Goal of the exercise: Retype the line with "If I wanted to draw a box around the wood-look" in it, then each line after it to the end of the data, word for word.

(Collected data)
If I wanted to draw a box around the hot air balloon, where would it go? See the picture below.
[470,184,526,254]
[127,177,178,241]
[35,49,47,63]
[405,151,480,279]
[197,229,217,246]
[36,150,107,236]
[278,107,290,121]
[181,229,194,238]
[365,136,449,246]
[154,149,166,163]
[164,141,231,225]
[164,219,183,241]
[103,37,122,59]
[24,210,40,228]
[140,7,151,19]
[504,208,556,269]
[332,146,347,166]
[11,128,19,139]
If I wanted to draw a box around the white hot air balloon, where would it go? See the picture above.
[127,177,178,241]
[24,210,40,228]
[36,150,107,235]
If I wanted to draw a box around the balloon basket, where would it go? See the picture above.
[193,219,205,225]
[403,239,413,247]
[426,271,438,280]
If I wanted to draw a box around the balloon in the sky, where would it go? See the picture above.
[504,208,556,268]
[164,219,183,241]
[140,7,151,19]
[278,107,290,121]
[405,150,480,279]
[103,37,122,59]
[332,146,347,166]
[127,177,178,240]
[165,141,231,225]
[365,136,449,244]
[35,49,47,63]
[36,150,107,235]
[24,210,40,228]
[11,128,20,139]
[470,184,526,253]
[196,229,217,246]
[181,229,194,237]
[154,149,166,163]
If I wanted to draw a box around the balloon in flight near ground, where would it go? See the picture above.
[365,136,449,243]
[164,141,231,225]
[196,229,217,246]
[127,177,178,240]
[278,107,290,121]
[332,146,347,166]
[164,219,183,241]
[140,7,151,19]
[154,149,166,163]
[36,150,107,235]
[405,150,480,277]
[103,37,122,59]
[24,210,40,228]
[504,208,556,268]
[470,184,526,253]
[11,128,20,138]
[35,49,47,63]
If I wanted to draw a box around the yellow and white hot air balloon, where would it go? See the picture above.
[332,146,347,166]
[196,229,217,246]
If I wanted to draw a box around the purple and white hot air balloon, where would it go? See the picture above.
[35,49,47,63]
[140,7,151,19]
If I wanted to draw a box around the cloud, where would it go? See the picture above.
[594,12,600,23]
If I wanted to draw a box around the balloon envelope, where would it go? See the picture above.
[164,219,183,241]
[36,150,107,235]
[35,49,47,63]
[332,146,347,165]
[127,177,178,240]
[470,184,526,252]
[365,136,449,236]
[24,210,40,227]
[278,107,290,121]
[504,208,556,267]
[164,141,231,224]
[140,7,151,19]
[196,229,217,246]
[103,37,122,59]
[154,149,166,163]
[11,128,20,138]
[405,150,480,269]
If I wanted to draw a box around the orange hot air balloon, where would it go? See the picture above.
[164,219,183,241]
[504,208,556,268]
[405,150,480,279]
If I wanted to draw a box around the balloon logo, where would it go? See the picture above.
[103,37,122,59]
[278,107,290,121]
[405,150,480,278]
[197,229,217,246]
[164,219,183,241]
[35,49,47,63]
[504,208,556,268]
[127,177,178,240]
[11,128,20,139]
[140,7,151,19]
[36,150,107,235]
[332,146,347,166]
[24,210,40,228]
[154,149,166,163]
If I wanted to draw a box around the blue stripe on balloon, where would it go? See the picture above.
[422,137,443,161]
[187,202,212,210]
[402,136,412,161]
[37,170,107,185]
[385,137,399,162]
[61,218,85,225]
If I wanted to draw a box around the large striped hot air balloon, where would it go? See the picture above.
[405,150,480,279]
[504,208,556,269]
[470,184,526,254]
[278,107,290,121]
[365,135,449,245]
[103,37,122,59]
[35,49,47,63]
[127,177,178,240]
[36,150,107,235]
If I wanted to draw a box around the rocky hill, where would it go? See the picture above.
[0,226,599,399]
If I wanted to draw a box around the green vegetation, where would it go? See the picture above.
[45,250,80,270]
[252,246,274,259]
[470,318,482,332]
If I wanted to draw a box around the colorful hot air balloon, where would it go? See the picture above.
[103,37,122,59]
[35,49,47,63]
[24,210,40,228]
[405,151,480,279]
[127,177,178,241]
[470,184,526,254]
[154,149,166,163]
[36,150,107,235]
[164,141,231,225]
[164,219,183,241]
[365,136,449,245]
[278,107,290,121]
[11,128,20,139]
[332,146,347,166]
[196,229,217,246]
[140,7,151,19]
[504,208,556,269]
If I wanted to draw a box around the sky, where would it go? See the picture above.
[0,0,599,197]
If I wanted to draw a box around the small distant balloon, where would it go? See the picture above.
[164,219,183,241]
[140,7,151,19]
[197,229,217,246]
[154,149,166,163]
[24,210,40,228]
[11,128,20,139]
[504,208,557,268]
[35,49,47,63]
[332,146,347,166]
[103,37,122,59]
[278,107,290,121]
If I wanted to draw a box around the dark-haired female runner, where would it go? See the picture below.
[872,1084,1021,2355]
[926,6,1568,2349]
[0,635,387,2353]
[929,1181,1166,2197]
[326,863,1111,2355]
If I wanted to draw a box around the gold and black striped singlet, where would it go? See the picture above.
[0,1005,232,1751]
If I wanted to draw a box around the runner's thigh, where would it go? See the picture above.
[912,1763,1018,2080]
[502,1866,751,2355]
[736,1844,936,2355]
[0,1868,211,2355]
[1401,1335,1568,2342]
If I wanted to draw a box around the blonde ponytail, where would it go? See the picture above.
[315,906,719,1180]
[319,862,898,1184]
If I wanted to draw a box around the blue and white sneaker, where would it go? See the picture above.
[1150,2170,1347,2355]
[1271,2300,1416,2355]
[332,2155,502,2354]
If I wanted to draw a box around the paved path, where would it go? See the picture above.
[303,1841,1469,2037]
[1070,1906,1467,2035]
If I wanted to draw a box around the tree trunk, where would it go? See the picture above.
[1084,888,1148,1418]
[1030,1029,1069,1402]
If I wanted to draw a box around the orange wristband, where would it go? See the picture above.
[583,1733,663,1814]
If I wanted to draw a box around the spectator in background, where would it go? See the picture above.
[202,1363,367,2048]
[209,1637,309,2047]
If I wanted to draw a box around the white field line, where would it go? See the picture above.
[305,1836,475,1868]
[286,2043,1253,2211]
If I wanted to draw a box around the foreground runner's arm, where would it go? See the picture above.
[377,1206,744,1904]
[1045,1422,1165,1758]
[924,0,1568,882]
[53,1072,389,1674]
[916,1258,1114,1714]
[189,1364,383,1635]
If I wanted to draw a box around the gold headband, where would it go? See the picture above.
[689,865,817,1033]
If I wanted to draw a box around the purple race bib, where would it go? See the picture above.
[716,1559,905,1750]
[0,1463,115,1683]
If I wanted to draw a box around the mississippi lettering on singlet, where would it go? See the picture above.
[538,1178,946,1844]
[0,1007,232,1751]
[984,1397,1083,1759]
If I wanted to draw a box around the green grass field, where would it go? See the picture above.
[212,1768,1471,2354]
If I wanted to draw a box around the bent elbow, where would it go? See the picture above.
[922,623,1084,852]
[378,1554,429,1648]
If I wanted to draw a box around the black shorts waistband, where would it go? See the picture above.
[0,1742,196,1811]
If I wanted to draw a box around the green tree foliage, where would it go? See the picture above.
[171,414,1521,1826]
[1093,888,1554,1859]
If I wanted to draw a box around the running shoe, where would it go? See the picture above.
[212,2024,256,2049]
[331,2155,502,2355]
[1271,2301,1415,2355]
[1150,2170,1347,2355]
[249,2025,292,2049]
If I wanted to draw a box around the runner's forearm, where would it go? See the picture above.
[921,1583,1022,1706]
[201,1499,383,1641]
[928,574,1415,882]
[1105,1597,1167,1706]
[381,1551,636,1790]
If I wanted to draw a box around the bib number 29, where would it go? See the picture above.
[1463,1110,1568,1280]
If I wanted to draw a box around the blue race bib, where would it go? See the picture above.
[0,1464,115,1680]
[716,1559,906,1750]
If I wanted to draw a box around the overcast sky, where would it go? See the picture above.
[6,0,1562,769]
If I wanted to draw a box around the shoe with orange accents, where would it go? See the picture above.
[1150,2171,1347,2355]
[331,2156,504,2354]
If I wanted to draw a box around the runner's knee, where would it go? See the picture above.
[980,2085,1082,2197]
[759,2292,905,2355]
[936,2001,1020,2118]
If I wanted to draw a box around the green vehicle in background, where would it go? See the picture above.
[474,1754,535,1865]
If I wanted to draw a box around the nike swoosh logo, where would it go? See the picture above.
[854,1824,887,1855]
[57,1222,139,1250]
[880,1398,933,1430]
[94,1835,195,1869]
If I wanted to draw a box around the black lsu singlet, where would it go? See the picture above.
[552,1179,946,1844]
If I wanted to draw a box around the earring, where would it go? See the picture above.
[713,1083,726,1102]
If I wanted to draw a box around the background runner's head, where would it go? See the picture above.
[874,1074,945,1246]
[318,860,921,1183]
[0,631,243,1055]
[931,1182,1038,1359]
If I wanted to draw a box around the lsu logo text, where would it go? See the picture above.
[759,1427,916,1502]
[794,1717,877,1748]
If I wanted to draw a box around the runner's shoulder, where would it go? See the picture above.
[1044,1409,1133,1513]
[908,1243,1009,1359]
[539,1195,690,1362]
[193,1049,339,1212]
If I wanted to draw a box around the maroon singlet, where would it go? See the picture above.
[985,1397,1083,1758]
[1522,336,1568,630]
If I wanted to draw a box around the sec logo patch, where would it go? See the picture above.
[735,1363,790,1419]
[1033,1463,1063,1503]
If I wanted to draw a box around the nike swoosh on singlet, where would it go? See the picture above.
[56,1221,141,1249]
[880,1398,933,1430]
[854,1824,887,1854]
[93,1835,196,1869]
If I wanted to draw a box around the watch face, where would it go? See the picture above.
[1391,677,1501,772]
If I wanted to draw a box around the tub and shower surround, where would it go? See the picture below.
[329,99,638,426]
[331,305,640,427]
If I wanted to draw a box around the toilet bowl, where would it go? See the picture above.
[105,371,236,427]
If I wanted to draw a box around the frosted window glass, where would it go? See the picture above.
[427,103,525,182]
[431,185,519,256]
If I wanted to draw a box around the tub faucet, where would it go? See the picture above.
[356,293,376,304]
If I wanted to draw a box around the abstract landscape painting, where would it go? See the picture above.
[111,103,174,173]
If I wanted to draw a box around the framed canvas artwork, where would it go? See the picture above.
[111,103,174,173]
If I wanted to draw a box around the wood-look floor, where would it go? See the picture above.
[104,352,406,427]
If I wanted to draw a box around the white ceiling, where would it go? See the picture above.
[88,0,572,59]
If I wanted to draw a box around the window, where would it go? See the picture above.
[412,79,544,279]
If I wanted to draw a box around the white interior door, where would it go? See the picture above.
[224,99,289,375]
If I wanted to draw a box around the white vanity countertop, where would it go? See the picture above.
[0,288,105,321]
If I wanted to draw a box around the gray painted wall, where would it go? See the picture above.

Task response:
If I wanted to draw a box around the wood-look floor, where would it go? See the picture above.
[104,352,406,427]
If I wanted to draw a box around the white ceiling, where would it go? See the picture above.
[88,0,572,59]
If I wanted to draw a box around the window, where would it go? See the picture above.
[412,79,544,279]
If I wanted to draw a box around the white interior door, where would it go? See the picture above.
[224,99,289,375]
If I wanted to draw a box around the white vanity countertop, where would it go? See the picture above.
[0,288,105,321]
If I wanted to draw a box around the gray painted wall, where would it go? See the picture above.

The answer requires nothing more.